* Angezeigter Text:
---*---

Interview mit einer Chronistin – Aurion Aduial aus Lauchhammer

Aus unserer angekündigten Artikel-Reihe “Interview mit einer Chronistin” führte Lumina Obscura dieses mal ein Interview mit dem 27-jährigen Aurion Aduial, der für ihr Gothic-Projekt Rede und Antwort stand. Aurion, der aus dem beschaulichen Lauchhammer in Brandenburg kommt, ist schon so lange er denken kann in der „Szene“. Seine ältere Schwester bewegt sich schon länger in der Szene, so dass er bereits in Kinderschuhen mit der Subkultur in Berührung gekommen ist. Er fühlt sich als „schwarze Seele“, bezeichnet sich selber als Gothic und findet, dass auch die S/M-Szene ein Bestandteil seines Daseins und der Szene selber ist. Seinem Empfinden nach ist Gothic eine Kultur, die viele unterschiedlichen Stile und Einflüsse in sich vereint und jedem einen Platz zur Selbstverwirklichung bietet. Aurion hat seinen Platz gefunden und kann sich gut vorstellen, immer ein Gothic zu bleiben. Er betätigt sich als DJ, präsentiert Feuershows und schreibt Kurzgeschichten, um seinen Lebensunterhalt zu bestreiten. Besondere Hobbies hat er nicht, er liest gerne, geht gelegentlich reiten oder schließt sich LARP-Gruppen an. Aurion hat ganz eigene Ansichten über die Szene, für manche sicherlich mit Reibungspunkten, für andere mit Identifikationspotential. Entscheidet selbst.

Wie lange bewegst du dich schon in der Szene?
Solange ich denken kann. Ich hab die „Szene“, wobei ich sie eher als eine Kultur empfinde, jedenfalls schon von Kindesbeinen an gekannt. Meine ältere Schwester bewegte sich schon lange Zeit in der Szene. Dadurch bin als Kind damit schon in Kontakt gekommen.

Wie bist du in die Szene gekommen? Wie hat es sich entwickelt?
Ich bin darin aufgewachsen, allerdings habe ich erst in der Pubertät gesagt (und gewusst), dass ich ein „Goth“ bin. Da war ich etwa 13 oder 14 Jahre alt. Ich kannte das alles ja schon und wusste im Grunde, dass ich mich darin wohlfühle und es zu mir passt. Allerdings wollte ich mich auch in anderen Szenen ausprobieren, beispielsweise dem Punk. Ich habe allerdings sehr schnell festgestellt, dass dies alles nichts für mich ist und bin bis heute bei Gothic geblieben und werde da wohl auch immer bleiben.

---*---

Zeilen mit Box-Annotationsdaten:
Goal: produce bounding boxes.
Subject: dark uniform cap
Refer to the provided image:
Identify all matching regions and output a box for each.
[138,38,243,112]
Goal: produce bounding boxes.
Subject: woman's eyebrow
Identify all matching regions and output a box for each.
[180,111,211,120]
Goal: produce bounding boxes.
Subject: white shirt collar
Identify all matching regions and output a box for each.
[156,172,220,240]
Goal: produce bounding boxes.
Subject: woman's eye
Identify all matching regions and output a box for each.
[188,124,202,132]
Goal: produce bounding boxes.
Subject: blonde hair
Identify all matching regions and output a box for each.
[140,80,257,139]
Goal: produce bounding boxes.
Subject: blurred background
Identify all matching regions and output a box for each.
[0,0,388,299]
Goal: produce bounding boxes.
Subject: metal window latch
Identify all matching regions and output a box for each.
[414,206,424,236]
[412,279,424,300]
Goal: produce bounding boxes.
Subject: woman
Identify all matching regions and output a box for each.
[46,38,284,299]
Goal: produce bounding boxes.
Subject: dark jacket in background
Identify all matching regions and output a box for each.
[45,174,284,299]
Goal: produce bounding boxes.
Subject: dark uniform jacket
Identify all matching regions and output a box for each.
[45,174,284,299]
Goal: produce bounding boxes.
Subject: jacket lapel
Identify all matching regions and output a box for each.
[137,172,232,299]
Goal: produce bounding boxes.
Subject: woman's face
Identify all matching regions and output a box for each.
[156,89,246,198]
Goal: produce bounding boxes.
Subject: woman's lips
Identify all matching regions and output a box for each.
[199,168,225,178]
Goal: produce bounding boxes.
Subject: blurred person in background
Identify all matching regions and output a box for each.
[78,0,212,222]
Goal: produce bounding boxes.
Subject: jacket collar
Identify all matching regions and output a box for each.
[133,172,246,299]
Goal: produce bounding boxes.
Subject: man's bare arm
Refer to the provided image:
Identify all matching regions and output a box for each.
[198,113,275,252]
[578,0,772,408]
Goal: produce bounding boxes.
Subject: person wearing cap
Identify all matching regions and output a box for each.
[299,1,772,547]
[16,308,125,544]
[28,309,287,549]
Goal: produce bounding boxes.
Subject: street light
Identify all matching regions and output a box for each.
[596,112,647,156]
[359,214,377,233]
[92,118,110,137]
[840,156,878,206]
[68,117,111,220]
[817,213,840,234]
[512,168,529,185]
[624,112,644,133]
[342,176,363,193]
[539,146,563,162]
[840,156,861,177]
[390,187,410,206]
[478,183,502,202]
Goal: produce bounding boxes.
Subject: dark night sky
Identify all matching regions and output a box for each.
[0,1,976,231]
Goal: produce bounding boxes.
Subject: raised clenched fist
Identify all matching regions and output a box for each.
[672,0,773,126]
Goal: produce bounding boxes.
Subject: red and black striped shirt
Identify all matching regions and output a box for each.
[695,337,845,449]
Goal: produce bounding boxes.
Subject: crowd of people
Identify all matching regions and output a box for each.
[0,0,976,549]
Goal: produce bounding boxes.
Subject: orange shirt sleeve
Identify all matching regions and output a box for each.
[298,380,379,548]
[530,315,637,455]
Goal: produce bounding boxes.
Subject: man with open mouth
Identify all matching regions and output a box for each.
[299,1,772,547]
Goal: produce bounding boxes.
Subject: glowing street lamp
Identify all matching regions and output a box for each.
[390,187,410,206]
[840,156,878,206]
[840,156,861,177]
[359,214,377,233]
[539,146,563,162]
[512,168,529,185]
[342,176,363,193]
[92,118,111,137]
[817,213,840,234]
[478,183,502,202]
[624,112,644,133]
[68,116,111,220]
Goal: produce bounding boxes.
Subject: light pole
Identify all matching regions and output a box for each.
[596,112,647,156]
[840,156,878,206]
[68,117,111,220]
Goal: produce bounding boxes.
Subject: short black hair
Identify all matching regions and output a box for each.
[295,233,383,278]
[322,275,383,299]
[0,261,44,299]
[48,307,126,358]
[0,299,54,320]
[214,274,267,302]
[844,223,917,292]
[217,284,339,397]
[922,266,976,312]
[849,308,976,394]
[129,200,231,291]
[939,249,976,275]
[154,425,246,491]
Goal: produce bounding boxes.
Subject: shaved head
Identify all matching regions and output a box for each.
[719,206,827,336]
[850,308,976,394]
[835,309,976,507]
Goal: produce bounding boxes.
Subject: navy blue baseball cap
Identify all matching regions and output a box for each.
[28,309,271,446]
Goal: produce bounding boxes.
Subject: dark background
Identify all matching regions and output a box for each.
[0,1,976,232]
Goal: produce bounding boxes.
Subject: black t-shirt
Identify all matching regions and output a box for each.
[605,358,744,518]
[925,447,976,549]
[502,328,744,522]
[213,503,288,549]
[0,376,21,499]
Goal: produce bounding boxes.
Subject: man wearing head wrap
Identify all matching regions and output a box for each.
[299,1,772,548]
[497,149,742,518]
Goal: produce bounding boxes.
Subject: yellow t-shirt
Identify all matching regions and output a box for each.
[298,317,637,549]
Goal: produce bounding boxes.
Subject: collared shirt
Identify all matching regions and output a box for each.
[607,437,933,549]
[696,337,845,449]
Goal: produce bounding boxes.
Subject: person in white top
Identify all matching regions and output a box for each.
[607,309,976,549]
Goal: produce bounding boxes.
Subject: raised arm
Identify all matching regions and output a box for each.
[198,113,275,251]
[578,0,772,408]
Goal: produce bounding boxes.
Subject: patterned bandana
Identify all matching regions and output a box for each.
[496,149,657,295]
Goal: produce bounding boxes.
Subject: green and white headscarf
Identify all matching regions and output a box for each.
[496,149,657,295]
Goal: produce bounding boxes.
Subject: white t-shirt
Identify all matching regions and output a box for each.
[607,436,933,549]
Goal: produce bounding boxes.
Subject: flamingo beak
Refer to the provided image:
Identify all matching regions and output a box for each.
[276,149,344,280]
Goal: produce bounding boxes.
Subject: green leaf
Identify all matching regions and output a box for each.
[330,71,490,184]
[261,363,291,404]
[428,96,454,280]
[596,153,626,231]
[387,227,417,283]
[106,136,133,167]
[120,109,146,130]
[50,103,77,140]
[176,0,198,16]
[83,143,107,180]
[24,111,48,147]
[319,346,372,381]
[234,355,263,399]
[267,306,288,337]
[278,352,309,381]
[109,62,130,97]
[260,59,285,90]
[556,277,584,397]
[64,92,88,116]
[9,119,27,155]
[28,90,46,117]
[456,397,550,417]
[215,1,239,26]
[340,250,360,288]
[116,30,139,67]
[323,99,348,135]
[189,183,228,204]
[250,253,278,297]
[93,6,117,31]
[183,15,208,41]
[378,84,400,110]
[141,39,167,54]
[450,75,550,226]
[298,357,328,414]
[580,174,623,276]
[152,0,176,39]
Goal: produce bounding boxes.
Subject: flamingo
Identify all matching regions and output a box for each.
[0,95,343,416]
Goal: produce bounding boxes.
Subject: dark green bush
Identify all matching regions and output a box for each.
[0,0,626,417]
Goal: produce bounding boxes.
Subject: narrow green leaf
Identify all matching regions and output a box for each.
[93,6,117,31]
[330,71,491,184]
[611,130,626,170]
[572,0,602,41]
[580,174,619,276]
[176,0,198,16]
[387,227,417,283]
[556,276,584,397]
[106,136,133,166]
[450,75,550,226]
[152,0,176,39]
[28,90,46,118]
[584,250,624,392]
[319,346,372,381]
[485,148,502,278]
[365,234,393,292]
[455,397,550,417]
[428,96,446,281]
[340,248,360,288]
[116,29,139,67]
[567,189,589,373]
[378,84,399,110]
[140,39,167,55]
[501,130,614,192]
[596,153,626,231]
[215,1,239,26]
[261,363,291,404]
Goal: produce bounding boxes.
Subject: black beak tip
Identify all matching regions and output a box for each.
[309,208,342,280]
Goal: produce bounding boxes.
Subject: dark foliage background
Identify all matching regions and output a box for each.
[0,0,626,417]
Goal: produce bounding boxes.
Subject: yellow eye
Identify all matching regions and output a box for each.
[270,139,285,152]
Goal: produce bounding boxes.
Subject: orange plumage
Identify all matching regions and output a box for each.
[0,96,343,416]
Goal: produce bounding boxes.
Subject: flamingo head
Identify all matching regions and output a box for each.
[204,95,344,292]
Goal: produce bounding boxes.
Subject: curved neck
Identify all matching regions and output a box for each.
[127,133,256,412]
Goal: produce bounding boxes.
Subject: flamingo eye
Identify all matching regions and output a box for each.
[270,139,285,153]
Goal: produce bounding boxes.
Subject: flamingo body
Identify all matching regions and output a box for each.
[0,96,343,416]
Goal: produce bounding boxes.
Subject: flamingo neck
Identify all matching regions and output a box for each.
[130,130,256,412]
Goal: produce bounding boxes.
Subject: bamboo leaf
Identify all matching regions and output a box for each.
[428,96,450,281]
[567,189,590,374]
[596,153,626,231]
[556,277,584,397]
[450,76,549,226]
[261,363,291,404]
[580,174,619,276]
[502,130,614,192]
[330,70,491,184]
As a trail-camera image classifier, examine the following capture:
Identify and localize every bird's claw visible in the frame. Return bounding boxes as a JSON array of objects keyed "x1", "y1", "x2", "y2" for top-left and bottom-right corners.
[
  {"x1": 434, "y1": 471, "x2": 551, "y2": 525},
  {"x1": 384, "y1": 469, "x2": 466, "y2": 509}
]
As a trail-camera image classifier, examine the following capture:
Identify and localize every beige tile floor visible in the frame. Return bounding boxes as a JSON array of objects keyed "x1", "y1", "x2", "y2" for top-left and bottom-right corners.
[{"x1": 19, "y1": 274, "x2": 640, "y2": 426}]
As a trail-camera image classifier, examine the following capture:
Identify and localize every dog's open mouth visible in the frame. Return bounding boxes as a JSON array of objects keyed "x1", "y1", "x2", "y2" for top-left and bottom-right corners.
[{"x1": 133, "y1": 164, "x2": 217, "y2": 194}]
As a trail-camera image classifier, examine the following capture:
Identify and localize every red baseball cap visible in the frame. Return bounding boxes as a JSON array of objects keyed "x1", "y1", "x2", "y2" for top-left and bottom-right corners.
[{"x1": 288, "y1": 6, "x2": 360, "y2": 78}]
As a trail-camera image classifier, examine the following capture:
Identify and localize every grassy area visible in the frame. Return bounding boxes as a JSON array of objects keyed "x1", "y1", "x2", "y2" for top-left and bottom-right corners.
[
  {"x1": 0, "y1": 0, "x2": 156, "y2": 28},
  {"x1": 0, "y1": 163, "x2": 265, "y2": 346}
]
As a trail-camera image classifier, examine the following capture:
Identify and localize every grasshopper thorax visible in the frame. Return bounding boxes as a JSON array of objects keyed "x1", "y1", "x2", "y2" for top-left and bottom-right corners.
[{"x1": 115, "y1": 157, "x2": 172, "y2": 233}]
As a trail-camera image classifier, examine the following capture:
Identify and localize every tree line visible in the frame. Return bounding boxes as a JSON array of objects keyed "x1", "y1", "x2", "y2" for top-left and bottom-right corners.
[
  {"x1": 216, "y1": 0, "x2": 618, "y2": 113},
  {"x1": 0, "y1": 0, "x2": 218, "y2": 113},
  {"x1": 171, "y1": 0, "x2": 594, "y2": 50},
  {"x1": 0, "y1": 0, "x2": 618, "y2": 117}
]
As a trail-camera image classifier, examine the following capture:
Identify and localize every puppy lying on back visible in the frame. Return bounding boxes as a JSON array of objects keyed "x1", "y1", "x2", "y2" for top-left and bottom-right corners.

---*---

* Aufgabenziel: Setzen Sie das Interview mit Aurion Aduial im Anschluss an die zuletzt gezeigte Antwort fort.

* Antwort folgt:
Wie stehst du zu der Gothic Szene?

Aurion Aduial - WGT 2012
Um sein Outfit zu gestalten, bedient sich Aurion Aduial auch schon mal im Baumarkt| (c) Björn Wechsellicht

Eine schwierige Frage, wie stehe ich eigentlich dazu? Ich würde sagen, dass Gothic mein Leben ist und ich versuche, so gut ich kann das Ganze auch am Leben zu erhalten. Dadurch, dass ich auch als DJ tätig bin, mache ich einige Projekte – wie zum Beispiel das „Schwarzbunttreffen“ oder die Obscurus Noctis, die ich noch mit Freunden betreibe. Ganz so, wie die „Gothic Generation“ die Bruno Kramm (Das Ich) mal gemacht hat, wo alte Musik sowieso gespielt wird und alle Generation der schwarzen Bewegung vertreten sind, wie es auch sein sollte. Im Grunde stellt man eine große Familie dar und genau so sollte man sich auch verhalten.

Was gefällt dir an der Gothic Szene und was nicht?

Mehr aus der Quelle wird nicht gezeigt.